(TEXT BLOCK):
*** Begin section ***

Summer Reading: The Story of Jane Lathrop Stanford (3)

This is the story of Jane Lathrop Stanford and the mysterious circumstances surrounding her death in the early 1900s.

Part 3

By June Morrall

When Leland Jr. sailed to Europe in 1884, it would be their last time together. The teenager collected his souvenirs, but while visiting Florence in Italy, he fell seriously ill with typhoid fever. Jane and Leland Stanford’s only child failed to rally, and Leland Jr. died at age 16.

Their son’s tragic death devastated the Stanfords. Jane’s migraine headaches intensified, and she felt a crushing sadness, lessened only by occasional visits to spiritualists. Constant travel also became a palliative to dull her pain.

One account releates that while Leland Stanford sat at his feverish son’s beside he fell asleep and dreamed his son said: Father, don’t say you have nothing to live for, you have a great deal to live for, live for humanity, father.

Perhaps the dream led Jane and Leland Stanford to co-found Leland Stanford Jr. University on the site of their Palo Alto Farm soon after their son’s death. About the same time Leland Stanford was elected US Senator by the California State Legislature.

The cornerstone of Stanford was laid in March 1887. Four years later, the first class of 559 students was enrolled, with David Starr Jordan, a doctor of medicine, named president of the new institution.

Deep sorrow struck Jane Stanford again when husband Leland passed away at age 69 in 1893. To blunt this second sorrow, the widow became absorbed in the work of the university. When visiting the college she stayed at her home located near the campus.

The major portion of the university’s endowment came after her husband’s death. In 1897, while reserving life tenancy for herself, Jane gave the university trustees a deed to her Nob Hill mansion for the establishment of departments of economics, history and the social sciences.

*** End section ***

Records taken from a dataset
*** Begin section ***

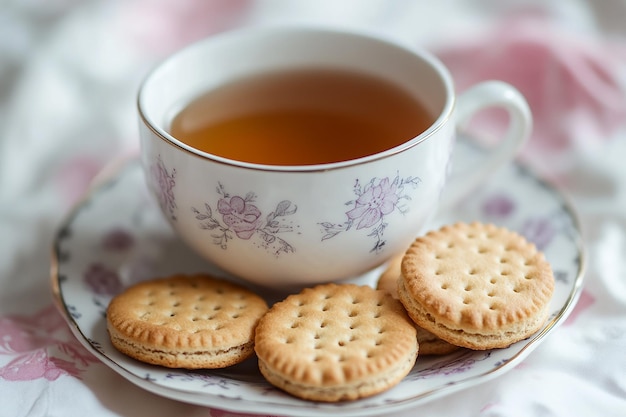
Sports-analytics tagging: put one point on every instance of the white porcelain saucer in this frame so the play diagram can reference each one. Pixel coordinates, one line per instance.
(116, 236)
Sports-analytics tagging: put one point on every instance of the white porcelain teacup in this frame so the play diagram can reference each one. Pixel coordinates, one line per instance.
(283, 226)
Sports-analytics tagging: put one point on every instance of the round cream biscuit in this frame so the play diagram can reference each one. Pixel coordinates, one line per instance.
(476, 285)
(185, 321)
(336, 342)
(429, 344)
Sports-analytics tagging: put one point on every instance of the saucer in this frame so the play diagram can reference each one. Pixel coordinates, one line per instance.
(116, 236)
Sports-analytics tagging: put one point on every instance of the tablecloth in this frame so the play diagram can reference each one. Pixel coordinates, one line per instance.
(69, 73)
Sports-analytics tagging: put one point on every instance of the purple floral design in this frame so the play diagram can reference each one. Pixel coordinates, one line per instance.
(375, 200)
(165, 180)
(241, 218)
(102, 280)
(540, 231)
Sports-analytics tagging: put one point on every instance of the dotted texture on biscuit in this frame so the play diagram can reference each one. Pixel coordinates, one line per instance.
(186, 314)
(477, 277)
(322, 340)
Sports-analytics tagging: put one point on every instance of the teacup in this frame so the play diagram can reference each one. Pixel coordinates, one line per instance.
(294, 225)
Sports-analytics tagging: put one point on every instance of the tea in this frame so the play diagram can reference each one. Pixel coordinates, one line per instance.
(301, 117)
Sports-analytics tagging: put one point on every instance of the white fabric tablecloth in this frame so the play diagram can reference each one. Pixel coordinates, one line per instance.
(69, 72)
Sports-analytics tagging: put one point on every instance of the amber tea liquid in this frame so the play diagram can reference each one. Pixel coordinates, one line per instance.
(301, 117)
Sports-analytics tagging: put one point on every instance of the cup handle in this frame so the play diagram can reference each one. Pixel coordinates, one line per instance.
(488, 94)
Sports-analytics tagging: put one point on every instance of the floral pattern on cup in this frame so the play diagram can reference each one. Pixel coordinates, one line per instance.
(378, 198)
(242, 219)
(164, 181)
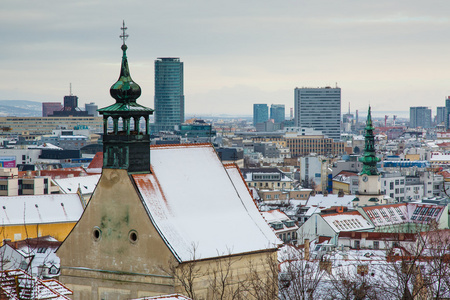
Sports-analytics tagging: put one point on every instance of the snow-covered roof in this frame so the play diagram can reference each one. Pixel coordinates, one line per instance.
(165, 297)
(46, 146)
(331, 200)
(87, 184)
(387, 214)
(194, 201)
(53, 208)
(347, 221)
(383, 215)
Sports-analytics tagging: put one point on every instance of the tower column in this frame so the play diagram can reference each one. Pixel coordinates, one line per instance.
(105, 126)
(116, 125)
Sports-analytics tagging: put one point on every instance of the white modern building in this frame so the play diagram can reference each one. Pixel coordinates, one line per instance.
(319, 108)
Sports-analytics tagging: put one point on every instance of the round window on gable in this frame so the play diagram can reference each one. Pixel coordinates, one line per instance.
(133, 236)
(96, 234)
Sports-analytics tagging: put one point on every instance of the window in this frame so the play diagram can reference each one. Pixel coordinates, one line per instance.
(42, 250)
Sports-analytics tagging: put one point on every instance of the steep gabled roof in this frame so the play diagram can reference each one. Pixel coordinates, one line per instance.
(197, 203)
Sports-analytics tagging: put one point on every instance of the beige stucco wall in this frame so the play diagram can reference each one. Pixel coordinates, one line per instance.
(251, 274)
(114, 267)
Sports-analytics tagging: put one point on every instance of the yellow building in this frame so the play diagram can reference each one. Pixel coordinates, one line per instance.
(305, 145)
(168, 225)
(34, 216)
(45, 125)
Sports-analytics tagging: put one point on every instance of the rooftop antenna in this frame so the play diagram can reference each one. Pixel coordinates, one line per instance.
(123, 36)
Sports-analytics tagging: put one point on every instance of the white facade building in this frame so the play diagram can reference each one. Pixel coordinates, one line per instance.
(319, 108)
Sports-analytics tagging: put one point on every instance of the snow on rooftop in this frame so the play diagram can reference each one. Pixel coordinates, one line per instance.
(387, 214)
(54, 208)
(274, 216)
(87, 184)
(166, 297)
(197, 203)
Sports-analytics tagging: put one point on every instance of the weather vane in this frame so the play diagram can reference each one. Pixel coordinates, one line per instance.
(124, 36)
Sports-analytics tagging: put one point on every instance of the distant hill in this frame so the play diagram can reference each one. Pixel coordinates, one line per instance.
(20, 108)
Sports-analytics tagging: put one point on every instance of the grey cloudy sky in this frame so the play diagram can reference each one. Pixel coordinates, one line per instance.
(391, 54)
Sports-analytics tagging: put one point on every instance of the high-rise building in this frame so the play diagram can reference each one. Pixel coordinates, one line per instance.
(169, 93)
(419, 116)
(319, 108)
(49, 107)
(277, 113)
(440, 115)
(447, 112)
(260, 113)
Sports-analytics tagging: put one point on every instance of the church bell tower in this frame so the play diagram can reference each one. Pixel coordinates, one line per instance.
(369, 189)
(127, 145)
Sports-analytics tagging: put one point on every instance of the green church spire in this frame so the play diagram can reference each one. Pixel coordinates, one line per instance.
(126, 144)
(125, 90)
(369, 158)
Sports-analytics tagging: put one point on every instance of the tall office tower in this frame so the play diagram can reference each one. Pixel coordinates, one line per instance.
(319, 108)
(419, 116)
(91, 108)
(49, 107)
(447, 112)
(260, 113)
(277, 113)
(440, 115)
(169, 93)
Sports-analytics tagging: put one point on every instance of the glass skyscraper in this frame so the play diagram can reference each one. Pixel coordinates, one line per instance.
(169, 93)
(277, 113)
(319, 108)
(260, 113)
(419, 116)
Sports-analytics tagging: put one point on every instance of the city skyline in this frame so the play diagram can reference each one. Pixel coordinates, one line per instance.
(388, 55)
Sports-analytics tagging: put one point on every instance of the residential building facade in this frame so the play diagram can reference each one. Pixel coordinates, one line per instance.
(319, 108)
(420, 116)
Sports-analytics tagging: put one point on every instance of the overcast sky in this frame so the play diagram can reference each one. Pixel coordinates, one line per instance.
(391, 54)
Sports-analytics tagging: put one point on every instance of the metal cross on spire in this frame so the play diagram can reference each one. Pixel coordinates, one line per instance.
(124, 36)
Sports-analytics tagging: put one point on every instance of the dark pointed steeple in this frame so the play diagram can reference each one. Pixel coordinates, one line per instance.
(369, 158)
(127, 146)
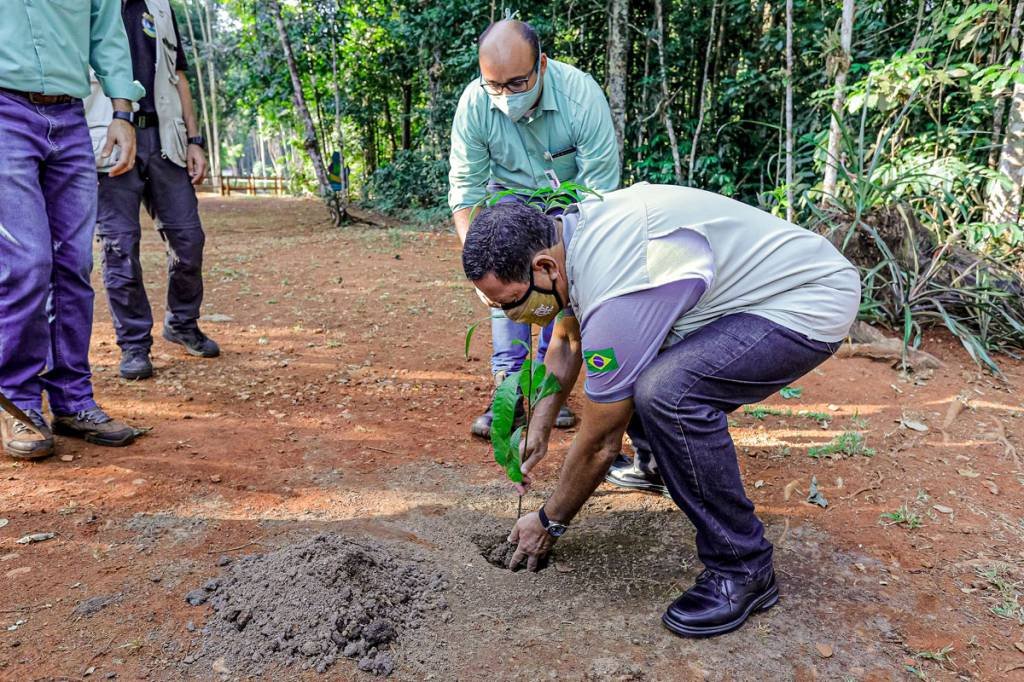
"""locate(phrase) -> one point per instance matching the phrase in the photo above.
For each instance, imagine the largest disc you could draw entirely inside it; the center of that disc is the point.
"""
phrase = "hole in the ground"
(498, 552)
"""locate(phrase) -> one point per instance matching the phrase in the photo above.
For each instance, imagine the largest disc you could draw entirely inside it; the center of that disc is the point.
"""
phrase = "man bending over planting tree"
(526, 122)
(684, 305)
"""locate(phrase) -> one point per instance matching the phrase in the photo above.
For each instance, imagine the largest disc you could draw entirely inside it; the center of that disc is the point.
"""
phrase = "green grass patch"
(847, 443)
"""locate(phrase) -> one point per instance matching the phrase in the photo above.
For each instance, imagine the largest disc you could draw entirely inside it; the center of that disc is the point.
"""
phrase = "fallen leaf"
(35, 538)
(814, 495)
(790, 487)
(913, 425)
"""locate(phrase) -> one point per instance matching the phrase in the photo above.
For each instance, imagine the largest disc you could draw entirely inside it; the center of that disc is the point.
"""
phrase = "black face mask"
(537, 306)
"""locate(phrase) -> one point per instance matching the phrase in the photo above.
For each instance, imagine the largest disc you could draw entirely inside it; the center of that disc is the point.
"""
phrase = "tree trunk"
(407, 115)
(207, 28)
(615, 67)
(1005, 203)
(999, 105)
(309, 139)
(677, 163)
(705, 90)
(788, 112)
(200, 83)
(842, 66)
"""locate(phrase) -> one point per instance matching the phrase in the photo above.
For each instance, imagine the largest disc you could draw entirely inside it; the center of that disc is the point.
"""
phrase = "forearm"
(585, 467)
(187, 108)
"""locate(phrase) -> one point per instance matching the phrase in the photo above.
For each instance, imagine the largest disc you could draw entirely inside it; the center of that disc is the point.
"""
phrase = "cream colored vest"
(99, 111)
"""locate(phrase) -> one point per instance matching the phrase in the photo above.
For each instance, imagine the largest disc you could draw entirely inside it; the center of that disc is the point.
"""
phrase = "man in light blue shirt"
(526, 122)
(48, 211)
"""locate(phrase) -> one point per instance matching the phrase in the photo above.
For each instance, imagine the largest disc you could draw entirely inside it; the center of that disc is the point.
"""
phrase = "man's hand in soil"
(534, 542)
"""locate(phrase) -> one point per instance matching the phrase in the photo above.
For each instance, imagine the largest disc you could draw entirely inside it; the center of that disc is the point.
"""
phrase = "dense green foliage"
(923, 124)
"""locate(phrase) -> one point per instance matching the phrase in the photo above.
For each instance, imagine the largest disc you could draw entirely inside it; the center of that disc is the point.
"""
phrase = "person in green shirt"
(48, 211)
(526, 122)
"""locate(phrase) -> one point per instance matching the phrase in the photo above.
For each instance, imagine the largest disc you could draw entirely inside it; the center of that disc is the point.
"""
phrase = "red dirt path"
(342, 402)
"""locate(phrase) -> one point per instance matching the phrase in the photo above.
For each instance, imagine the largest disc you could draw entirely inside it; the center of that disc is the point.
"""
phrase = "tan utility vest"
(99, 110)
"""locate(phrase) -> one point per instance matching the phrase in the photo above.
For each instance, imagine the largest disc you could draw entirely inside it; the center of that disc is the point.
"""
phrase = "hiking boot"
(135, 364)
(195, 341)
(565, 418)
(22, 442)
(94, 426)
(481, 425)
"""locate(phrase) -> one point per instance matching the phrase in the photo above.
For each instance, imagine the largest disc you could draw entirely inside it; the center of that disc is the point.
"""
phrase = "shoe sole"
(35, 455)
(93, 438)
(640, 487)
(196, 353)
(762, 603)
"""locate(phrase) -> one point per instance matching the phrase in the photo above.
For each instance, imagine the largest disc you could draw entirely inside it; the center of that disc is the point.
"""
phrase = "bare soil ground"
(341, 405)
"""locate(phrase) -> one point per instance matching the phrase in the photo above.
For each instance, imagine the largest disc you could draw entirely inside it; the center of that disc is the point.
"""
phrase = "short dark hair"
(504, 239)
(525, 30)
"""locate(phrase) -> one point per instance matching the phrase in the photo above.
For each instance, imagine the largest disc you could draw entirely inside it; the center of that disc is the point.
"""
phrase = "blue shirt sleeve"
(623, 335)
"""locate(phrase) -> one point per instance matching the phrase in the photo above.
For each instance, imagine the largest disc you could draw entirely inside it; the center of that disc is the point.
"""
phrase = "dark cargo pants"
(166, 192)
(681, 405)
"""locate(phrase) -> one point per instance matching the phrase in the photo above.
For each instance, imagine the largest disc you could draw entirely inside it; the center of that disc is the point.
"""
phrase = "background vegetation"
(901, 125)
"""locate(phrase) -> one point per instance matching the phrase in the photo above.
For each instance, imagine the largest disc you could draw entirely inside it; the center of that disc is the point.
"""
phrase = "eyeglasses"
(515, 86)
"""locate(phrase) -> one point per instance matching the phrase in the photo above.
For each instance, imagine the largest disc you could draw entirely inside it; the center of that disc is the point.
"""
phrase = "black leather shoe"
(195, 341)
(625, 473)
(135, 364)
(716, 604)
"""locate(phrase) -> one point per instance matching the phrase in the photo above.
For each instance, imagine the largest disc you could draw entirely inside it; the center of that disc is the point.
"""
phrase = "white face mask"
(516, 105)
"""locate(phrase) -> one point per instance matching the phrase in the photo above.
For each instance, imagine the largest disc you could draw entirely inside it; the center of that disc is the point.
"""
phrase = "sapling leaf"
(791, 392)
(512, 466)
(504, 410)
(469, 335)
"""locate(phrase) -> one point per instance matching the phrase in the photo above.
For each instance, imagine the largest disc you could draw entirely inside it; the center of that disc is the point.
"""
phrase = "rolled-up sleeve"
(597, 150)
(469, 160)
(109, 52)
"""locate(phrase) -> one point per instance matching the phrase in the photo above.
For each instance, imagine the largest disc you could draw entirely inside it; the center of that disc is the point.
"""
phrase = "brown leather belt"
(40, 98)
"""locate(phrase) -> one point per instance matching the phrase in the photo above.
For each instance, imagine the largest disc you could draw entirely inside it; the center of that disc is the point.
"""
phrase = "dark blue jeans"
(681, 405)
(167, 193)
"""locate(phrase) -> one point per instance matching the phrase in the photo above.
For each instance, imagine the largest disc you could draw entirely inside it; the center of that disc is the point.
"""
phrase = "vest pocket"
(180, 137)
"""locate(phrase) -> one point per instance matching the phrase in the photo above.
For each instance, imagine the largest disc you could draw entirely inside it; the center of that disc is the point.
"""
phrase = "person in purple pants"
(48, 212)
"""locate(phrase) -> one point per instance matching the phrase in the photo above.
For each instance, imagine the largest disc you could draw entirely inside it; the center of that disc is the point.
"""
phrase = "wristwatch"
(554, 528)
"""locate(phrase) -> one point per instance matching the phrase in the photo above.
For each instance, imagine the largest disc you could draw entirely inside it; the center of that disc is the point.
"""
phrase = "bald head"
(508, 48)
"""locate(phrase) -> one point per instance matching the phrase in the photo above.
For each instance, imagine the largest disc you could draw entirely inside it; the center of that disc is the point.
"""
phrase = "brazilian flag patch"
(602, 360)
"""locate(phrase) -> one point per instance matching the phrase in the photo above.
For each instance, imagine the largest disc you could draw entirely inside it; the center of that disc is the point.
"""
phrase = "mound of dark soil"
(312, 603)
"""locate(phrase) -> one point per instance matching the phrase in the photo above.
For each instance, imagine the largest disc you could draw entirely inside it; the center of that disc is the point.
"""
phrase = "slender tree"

*** End section ***

(YOUR OBJECTIVE):
Please copy the passage of the Jane Lathrop Stanford story from "By June Morrall" to "dull her pain." word for word.

(RESPONSE TO THIS TASK):
By June Morrall

When Leland Jr. sailed to Europe in 1884, it would be their last time together. The teenager collected his souvenirs, but while visiting Florence in Italy, he fell seriously ill with typhoid fever. Jane and Leland Stanford’s only child failed to rally, and Leland Jr. died at age 16.

Their son’s tragic death devastated the Stanfords. Jane’s migraine headaches intensified, and she felt a crushing sadness, lessened only by occasional visits to spiritualists. Constant travel also became a palliative to dull her pain.